____ Kutipan

Siapa yang mau mobil, gratis? Ambil saja di Dubai. Ribuan mobil ditinggalkan oleh pemiliknya yang angkat kaki dari Dubai untuk selamanya, paling tidak untuk jangka waktu yang panjang sekali. Mobil-mobil mereka ditinggalkan dengan kunci, surat-surat kepemilikan lengkap di dalam mobil, di atas kursi supir berserta surat kepemilikannya.
Dubai yang 80% lebih penduduknya adalah orang asing (expatriates), mengalami eksodus besar-besaran. Banyak barang mereka termasuk mobil tidak bisa dijual karena semua orang (pernyataan yang agak hiperbolik) mau keluar dari Dubai akibat krisis ekonomi. Mereka juga meninggalkan rumah-rumah beserta cicilannya.

________
____ Entri Data

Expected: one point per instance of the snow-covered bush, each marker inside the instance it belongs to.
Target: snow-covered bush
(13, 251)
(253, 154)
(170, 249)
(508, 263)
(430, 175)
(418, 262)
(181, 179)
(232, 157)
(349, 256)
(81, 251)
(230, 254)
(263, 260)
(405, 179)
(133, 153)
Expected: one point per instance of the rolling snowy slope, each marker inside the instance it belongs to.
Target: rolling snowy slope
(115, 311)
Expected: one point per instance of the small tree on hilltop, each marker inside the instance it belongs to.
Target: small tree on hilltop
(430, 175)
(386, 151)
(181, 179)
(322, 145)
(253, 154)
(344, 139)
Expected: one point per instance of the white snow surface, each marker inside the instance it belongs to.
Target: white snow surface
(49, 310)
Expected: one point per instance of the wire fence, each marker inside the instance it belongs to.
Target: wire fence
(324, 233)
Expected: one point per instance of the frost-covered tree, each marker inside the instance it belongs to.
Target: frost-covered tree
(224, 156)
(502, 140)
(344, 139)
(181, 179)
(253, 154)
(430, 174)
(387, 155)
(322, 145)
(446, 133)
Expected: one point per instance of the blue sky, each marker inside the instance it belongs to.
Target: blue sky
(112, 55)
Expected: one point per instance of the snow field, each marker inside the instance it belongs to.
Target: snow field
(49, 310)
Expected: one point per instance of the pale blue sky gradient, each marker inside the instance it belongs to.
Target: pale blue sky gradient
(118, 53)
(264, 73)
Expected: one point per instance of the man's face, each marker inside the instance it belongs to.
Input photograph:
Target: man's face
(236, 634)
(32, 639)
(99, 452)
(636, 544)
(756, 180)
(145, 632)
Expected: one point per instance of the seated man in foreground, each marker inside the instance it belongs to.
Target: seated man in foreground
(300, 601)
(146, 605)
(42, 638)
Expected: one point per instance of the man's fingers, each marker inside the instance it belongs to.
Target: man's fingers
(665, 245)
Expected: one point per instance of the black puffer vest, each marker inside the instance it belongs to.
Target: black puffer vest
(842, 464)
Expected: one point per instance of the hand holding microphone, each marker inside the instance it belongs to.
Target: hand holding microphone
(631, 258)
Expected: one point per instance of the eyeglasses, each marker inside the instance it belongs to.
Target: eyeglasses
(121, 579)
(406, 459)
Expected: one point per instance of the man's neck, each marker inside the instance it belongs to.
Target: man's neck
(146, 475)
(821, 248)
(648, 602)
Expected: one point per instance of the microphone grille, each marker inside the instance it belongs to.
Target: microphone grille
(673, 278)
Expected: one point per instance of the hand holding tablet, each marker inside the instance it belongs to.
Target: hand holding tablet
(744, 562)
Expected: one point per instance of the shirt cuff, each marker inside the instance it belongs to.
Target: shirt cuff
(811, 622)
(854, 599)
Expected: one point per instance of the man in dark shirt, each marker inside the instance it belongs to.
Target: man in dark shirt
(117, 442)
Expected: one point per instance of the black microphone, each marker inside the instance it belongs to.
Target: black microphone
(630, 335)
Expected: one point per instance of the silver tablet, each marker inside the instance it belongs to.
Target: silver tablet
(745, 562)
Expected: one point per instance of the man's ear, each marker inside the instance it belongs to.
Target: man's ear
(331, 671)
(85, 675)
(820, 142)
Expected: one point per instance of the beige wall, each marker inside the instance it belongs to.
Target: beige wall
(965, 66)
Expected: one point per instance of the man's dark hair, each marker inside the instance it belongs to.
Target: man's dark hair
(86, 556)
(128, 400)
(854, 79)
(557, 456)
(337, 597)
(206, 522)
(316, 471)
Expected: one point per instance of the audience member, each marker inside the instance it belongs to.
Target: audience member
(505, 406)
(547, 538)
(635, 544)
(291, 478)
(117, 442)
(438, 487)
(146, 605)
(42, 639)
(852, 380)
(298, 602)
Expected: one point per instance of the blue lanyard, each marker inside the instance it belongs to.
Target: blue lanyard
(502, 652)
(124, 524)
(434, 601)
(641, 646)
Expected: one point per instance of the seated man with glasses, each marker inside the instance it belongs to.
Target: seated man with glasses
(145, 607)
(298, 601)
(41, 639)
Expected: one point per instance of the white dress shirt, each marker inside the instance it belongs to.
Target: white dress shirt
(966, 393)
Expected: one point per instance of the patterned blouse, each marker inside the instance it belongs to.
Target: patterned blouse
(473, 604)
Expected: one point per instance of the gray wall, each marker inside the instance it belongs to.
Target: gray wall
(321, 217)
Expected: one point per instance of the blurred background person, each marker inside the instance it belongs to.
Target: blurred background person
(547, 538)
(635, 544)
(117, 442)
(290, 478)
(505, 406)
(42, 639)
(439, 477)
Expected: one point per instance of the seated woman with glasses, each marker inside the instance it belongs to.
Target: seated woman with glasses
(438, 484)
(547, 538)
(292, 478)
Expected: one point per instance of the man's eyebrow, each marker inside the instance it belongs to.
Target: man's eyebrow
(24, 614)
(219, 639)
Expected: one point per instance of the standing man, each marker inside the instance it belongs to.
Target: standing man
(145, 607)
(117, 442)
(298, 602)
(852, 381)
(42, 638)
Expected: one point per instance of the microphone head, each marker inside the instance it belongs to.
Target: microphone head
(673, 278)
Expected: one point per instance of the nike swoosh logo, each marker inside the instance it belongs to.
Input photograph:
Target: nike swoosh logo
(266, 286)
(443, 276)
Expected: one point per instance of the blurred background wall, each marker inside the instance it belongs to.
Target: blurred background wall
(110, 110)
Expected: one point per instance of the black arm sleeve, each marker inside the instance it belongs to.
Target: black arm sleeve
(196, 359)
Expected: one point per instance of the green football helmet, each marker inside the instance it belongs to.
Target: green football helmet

________

Tugas Singkat A:
Ringkaslah paragraf dalam kutipan yang dimulai dengan "Dubai yang 80% lebih penduduknya" tanpa menghilangkan fakta utamanya.
Tugas Singkat B:
Apakah pernyataan berikut sesuai dengan kutipan? Jawab ya atau tidak untuk masing-masing, lalu kutip kata-kata kutipan yang menentukannya. (i) Mobil-mobil itu ditinggalkan tanpa kunci. (ii) Lebih dari 80% penduduk Dubai adalah orang asing. (iii) Para pemilik menjual rumah mereka sebelum pergi.
Tugas Singkat C:
Tulislah lanjutan kutipan tentang eksodus warga asing dari Dubai, dimulai setelah kalimat terakhirnya.
Baris-baris data tidak ada hubungannya dengan kutipan tentang Dubai.

Jawaban Tugas A:
Lebih dari 80% penduduk Dubai adalah orang asing, dan mereka kini pergi besar-besaran akibat krisis ekonomi. Barang mereka, termasuk mobil, tidak bisa dijual karena semua orang ingin keluar. Mereka juga meninggalkan rumah beserta cicilannya.

Jawaban Tugas B:
(i) Tidak: "Mobil-mobil mereka ditinggalkan dengan kunci".
(ii) Ya: "Dubai yang 80% lebih penduduknya adalah orang asing (expatriates)".
(iii) Tidak: "Mereka juga meninggalkan rumah-rumah beserta cicilannya."

Jawaban Tugas C:
Pembukaan tulisan ini agak mungkin sedikit berlebihan – mungkin, mungkin, mungkin. Tetapi mungkin saja benar. Kita lihat saja cerita berikutnya. Tetapi, sebelumnya akan kita lihat sejarah.
KOTA HANTU MASA LALU
Siapa yang tidak kenal Angkor Wat, Machu Picchu atau dalam skala nasional, lokal, Trowulan, Singosari, Tanjung Pura. Angkor Wat pada abad ke 12 merupakan kota metropolitan yang disebutkan oleh catatan perjalanan Marcopolo. Tetapi kemudian Angkor Wat hilang lenyap seperti ditelan hutan.
Dari tahun 1583 to 1593, orang-orang Portugis menjelajahi pantai timur semenanjung Malaya sampai ke Thailand dan Kamboja. Mereka tidak dapat menemukan kota yang megah yang diceritakan Marco Polo. Mereka hanya menjumpai reruntuhan di dalam hutan. Padahal yang mereka mencari kota yang megah yang mempunyai emas dan kekayaan untuk dibawa ke negaranya seperti yang mereka lakukan di Amerika Tengah dan Selatan.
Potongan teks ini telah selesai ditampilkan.